■ **YOUR GOAL**: Search the records for the string "dormer", then copy each line where it appears.

☆ ☆ ☆ ☆ ☆ ☆ ☆

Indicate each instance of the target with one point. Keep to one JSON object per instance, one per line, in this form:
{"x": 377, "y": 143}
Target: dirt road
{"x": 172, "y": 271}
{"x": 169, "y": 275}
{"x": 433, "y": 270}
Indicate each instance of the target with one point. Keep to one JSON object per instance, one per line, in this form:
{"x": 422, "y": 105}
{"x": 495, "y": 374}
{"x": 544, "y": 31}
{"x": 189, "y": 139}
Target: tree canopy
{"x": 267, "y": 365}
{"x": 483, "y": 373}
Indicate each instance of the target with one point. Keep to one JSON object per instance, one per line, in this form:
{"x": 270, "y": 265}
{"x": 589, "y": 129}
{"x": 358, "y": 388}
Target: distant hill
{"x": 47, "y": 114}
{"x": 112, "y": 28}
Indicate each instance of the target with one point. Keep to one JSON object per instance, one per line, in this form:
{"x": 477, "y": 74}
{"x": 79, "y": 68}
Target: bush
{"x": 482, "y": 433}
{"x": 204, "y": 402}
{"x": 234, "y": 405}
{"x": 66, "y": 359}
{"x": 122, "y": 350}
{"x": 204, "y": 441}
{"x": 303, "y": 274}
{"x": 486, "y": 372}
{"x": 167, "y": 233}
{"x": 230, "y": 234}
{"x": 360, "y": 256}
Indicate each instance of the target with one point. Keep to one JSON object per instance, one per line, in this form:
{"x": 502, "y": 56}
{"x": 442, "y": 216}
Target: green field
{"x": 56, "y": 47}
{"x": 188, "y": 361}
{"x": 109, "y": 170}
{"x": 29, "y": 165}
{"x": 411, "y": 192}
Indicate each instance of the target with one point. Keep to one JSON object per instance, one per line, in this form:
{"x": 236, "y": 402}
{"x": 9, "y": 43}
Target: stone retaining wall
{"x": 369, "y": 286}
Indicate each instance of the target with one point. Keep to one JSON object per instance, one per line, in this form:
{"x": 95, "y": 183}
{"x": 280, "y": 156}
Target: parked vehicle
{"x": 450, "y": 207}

☆ ☆ ☆ ☆ ☆ ☆ ☆

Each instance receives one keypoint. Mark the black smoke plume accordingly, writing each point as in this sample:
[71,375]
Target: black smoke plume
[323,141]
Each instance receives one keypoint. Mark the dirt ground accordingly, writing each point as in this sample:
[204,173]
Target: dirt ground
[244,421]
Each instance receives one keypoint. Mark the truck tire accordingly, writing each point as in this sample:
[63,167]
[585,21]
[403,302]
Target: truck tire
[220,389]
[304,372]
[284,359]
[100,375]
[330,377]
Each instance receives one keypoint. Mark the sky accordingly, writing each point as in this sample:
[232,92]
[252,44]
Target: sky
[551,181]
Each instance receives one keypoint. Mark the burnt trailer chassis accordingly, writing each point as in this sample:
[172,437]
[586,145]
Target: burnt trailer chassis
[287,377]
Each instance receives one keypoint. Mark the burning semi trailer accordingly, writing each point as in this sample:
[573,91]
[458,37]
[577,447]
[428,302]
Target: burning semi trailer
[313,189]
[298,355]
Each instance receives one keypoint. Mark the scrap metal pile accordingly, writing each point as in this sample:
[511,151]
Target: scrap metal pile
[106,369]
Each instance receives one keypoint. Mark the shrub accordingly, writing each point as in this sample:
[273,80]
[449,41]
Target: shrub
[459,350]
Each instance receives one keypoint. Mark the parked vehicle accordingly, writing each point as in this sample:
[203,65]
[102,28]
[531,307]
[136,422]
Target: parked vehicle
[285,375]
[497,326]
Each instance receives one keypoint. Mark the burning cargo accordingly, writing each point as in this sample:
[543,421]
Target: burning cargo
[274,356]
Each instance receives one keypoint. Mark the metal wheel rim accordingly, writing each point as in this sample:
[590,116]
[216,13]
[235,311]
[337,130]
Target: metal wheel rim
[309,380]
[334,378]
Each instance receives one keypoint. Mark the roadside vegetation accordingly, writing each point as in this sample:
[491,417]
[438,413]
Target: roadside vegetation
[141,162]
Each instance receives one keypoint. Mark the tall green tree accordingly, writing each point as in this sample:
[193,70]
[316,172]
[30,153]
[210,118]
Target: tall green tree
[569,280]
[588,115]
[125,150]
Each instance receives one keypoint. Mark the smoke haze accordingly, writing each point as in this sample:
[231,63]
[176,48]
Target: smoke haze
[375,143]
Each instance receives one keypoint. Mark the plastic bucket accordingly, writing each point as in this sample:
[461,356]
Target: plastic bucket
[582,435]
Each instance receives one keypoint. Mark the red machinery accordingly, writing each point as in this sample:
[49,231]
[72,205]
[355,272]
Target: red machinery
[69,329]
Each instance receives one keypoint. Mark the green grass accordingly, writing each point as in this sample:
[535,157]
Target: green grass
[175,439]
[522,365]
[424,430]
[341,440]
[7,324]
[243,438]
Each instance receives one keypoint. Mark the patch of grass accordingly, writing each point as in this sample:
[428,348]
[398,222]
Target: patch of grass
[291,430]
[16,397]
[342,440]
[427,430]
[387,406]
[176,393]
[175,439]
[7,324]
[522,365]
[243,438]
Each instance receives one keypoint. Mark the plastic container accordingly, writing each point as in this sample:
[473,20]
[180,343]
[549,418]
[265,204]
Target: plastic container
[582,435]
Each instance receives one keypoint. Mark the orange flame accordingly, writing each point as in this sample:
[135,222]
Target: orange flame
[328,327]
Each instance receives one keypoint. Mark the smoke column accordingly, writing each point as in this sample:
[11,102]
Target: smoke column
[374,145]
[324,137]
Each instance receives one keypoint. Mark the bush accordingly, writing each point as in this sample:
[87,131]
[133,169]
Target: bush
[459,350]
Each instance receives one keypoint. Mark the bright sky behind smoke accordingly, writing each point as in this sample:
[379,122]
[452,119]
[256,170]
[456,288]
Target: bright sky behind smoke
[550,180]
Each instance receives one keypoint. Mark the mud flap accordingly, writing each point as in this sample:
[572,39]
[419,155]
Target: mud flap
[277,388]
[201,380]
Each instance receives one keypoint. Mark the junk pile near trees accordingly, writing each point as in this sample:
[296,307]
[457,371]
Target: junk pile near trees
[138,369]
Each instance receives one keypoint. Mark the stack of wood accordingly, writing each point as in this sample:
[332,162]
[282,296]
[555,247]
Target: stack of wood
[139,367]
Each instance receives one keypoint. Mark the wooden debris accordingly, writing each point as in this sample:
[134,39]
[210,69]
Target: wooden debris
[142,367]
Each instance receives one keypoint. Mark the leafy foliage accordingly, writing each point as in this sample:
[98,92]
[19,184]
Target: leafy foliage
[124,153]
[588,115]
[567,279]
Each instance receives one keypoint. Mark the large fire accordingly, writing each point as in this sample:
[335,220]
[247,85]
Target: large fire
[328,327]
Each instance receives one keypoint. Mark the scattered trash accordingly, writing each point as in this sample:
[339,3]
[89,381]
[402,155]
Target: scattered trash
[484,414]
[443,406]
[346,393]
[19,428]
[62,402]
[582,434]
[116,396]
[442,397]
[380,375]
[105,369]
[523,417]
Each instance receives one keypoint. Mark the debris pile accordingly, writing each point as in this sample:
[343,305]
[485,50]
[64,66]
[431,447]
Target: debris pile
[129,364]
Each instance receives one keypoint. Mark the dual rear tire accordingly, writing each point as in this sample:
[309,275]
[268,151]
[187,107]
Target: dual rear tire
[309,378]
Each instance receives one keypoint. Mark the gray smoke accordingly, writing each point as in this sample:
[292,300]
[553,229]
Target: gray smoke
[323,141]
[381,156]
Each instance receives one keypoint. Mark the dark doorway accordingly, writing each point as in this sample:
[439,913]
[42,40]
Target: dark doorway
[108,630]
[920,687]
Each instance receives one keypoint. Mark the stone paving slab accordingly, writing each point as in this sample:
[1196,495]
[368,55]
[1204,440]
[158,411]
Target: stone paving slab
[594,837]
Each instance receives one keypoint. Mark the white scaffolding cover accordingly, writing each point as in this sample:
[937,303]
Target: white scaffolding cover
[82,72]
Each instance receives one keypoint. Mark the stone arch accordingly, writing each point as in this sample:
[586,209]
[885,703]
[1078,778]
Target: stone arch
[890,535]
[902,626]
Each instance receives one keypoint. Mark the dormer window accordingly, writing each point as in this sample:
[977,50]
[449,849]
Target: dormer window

☆ ☆ ☆ ☆ ☆ ☆ ☆

■ **WRITTEN ANSWER**:
Each instance receives one keypoint. Mark the dormer window accordingly, writing each point as in this sample:
Target: dormer window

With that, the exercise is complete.